— start of Listing —

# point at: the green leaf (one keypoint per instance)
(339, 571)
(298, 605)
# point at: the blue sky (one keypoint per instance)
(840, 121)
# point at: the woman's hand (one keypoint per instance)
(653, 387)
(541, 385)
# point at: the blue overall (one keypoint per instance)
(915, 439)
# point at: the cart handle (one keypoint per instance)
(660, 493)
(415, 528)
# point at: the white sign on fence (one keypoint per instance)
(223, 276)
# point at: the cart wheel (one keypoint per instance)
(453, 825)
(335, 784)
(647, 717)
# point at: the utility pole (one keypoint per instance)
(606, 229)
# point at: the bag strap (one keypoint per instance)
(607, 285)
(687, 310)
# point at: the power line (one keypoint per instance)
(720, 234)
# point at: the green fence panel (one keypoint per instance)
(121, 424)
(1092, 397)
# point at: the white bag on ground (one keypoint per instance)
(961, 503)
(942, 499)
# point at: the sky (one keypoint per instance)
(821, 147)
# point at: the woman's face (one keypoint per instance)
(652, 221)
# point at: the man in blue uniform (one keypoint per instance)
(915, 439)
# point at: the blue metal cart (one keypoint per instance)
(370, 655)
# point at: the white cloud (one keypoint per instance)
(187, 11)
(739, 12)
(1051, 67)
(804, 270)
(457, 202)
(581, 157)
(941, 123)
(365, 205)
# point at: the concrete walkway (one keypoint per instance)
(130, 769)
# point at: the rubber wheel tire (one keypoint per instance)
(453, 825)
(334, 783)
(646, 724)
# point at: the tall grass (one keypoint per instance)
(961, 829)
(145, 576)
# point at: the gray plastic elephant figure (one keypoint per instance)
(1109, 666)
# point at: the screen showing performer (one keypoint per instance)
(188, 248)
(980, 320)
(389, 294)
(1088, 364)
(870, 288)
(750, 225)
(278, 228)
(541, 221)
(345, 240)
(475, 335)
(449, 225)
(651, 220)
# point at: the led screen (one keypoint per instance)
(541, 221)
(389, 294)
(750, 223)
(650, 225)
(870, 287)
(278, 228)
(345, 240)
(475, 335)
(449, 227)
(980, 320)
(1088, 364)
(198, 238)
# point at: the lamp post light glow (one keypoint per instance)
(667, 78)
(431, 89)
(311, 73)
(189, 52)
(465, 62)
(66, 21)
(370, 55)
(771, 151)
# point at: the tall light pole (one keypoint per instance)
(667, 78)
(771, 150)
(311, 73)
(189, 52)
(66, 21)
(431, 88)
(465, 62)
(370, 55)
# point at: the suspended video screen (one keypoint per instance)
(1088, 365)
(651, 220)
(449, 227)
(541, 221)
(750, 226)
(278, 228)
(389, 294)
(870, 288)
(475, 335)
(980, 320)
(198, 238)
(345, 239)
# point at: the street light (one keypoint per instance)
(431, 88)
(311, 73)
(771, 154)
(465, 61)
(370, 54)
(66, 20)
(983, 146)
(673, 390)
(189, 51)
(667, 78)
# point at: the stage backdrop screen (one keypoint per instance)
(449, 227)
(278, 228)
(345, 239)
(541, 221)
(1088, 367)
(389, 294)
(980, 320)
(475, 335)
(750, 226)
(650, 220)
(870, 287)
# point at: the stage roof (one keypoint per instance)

— end of Listing —

Reproduce all of the items above verbatim, line by line, with no changes.

■ Result of this exercise ■
# point at: the green leaf (one keypoint per instance)
(339, 571)
(298, 605)
# point at: the blue sky (one keypoint per instance)
(840, 121)
# point at: the woman's hand (one keypoint per instance)
(653, 387)
(541, 385)
# point at: the blue overall (one keypoint per instance)
(915, 439)
# point at: the cart handle (one keypoint per instance)
(660, 493)
(415, 528)
# point at: the white sign on fence (one keypoint per instance)
(223, 276)
# point at: the cart wheel (one keypoint per instance)
(453, 825)
(335, 784)
(647, 717)
# point at: the utility pole (one keypoint per instance)
(606, 229)
# point at: the bag strap (one keypoint per instance)
(607, 285)
(687, 310)
# point at: the power line (one keypoint per instance)
(720, 234)
# point at: the green fence panel (one keypoint per instance)
(121, 424)
(1092, 397)
# point at: the white bag on ground (one keypoint per instance)
(961, 503)
(942, 499)
# point at: the sky (one keypoint per instance)
(821, 147)
# point at: the woman's face (one keypoint per instance)
(652, 221)
# point at: the man in blue uniform (one keypoint per instance)
(915, 439)
# point at: the blue metal cart (one keypoint per instance)
(370, 655)
# point at: the white cloud (one keypoint per instance)
(187, 11)
(739, 12)
(1051, 67)
(804, 270)
(457, 202)
(581, 157)
(941, 123)
(365, 205)
# point at: the concrete walkway (one keypoint per instance)
(130, 769)
# point at: the rubber wheel tire (one keypoint per instance)
(453, 825)
(334, 783)
(646, 724)
# point at: the tall grass (one keypoint per instance)
(961, 829)
(145, 576)
# point at: the gray plastic elephant figure (one keypoint per instance)
(1109, 666)
# point at: the screen showing performer (one keypoint per instance)
(188, 248)
(980, 320)
(389, 294)
(1088, 364)
(870, 288)
(750, 225)
(278, 228)
(541, 221)
(345, 240)
(475, 335)
(449, 225)
(651, 220)
# point at: the led screen (one keypoint per instance)
(541, 221)
(389, 294)
(750, 223)
(650, 225)
(870, 287)
(278, 228)
(345, 240)
(475, 335)
(449, 227)
(980, 320)
(1088, 364)
(198, 238)
# point at: the lamp post light glow (one keypoint per instance)
(667, 78)
(431, 89)
(311, 73)
(189, 52)
(465, 62)
(66, 21)
(370, 55)
(771, 151)
# point at: the tall light pole (one keypoint per instance)
(667, 78)
(771, 150)
(311, 73)
(189, 52)
(66, 21)
(431, 88)
(465, 62)
(370, 55)
# point at: the suspended video screen (one keypoint per instance)
(1088, 365)
(651, 220)
(449, 227)
(541, 221)
(750, 226)
(278, 228)
(389, 294)
(870, 288)
(475, 335)
(980, 320)
(198, 238)
(345, 239)
# point at: the street light (one keypoint per instance)
(431, 88)
(311, 73)
(771, 154)
(465, 61)
(370, 54)
(66, 20)
(983, 146)
(673, 390)
(189, 51)
(667, 78)
# point at: the stage backdrop screen (one keypoint per instance)
(449, 227)
(278, 228)
(345, 239)
(541, 221)
(1088, 367)
(389, 294)
(980, 320)
(475, 335)
(750, 226)
(650, 220)
(870, 287)
# point at: the stage roof (one keypoint per instance)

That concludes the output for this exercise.